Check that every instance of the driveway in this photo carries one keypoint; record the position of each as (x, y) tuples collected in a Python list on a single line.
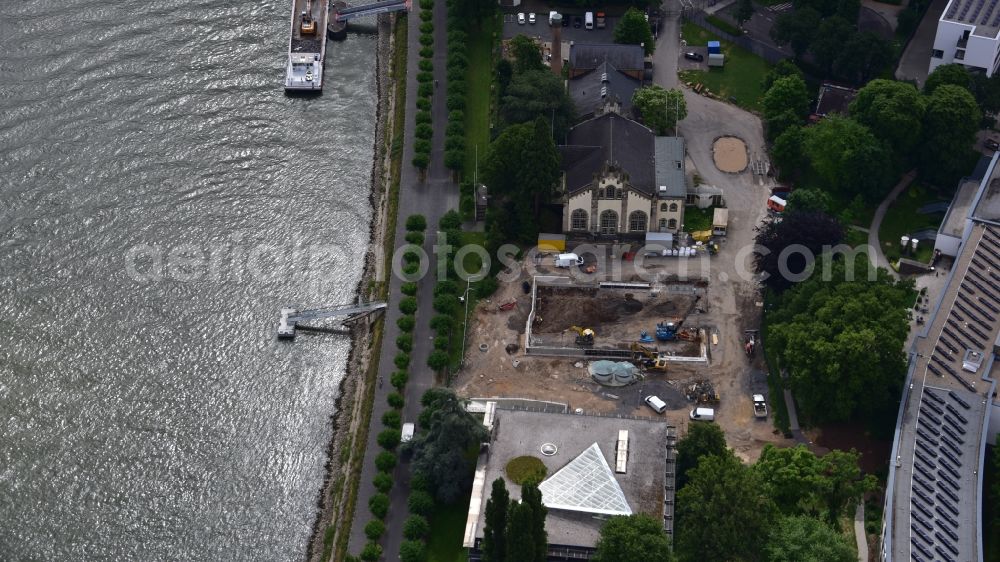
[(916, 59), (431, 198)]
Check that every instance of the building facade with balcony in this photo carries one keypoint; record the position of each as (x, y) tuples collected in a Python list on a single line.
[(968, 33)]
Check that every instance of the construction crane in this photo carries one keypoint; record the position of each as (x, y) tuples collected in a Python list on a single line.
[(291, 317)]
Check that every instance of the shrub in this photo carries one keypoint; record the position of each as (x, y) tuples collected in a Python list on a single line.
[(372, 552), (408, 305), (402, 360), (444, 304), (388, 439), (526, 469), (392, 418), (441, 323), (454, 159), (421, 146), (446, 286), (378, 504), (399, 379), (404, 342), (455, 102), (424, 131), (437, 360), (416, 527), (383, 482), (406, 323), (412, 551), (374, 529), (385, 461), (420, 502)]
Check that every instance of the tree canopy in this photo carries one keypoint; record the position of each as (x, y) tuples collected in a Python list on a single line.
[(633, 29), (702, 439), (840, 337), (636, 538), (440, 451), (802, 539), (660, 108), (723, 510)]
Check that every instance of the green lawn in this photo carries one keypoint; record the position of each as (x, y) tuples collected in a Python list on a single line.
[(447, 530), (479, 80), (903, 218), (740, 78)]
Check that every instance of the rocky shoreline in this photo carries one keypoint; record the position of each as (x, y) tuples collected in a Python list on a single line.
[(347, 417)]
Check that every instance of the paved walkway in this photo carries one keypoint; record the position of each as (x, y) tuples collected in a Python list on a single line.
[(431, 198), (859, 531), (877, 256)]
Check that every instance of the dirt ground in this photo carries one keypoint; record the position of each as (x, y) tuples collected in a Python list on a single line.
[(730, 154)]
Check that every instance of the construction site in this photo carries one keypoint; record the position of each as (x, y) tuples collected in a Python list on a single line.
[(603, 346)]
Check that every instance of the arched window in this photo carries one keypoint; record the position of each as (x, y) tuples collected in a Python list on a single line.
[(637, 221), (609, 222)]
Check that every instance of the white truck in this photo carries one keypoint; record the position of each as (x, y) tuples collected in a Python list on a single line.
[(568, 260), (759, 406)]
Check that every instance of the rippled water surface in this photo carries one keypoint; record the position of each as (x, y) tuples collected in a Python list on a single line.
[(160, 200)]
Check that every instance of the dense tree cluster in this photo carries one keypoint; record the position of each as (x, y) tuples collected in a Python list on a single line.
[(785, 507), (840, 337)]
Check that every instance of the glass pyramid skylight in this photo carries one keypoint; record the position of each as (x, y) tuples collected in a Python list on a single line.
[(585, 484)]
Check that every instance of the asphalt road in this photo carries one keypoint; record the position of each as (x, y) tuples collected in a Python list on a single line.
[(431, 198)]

> _TASK REQUIREMENTS_
Can you rewrite all the material above, changing every "Python list" to "JSON array" and keeping everything else the same, with the pictures left out?

> _REPLY_
Check that every instance of the driveway in this photo carries one keypoint; record the position of each as (x, y) tuples collected in a JSON array on a single line.
[(916, 59), (431, 198)]
Check that every instance of the building facade with balcony in this photo carries one keypoint; record the position of each as (x, y) tuples collected in a JSON array on a single line.
[(968, 33)]
Check that every instance of the construction crane in this photo carries one keypoint; record the position of each as (x, y) tuples collected in a JSON array on a single line.
[(291, 317)]
Check that every instance of the shrub in this photo carries one keypoint; record the position of each as (x, y) tuples collected in a JSON array on a single line.
[(372, 552), (408, 305), (402, 360), (444, 304), (388, 439), (526, 469), (392, 418), (441, 323), (454, 159), (421, 146), (446, 286), (378, 504), (399, 379), (404, 342), (455, 102), (424, 131), (437, 360), (416, 527), (383, 482), (406, 323), (412, 551), (374, 529), (385, 461), (420, 502)]
Check that every instance of the tree canopy in this photo carries one keypoint; record the position of each as (x, y) tuples collected in a JSON array on a single line.
[(633, 29), (702, 439), (840, 337), (636, 538), (440, 451), (802, 539), (660, 108), (723, 510)]
Check that every instance of the green lawn in this photo carries one keypoint; record the position of each as (x, y) tuples collected in a JSON array on a single line.
[(447, 530), (479, 80), (903, 218), (740, 78)]
Check that every instance of the rocky shoreline in this photo carries one keypoint; record the position of each as (x, y) tuples collected in a JSON array on a single line.
[(347, 417)]
Check that every instance of the paved walkway in this photo carries one keypoint; record the position of each as (x, y) tuples collected in a JSON array on a single line.
[(431, 198), (859, 531), (877, 256)]
Check that every instance of the dirt ground in this photo carries one keypoint; record the position of each as (x, y) tuples collected in a JSON array on a single line.
[(730, 154)]
Check that every instance of the construction site in this photo carries one keypoint; record the position of each as (x, y) tuples collected in a JSON array on a single line.
[(603, 346)]
Check that every instance of the arched window in this photo carries one keypoint; record the position of each as (x, y) tuples collected in a JSON array on a single line.
[(637, 221), (609, 222)]
Check that every instance of the white truck in this photo carries one keypoint; record the position of each as (x, y) tuples collected in a JSON array on a single line.
[(568, 260), (759, 406)]
Check that every instance of the rippled water surface in this photo carries one keypoint; record the position of each as (x, y) tuples collected in a JSON array on a single line.
[(160, 200)]
Check that every instance of the dense tree cluster in this photo carries one keypoint; record the position of each as (x, y) tuples collected in a JSON array on a single line.
[(785, 507), (840, 337)]
Check that every instance of the glass pyramid skylight in this photo carries one keypoint; record the position of each as (x, y) tuples collected in a JSON array on a single line.
[(585, 484)]
Check that every instance of the asphalt road in this photo carries one keypoint; record the position of each as (x, y) tuples collected in a JSON array on a single line.
[(431, 198)]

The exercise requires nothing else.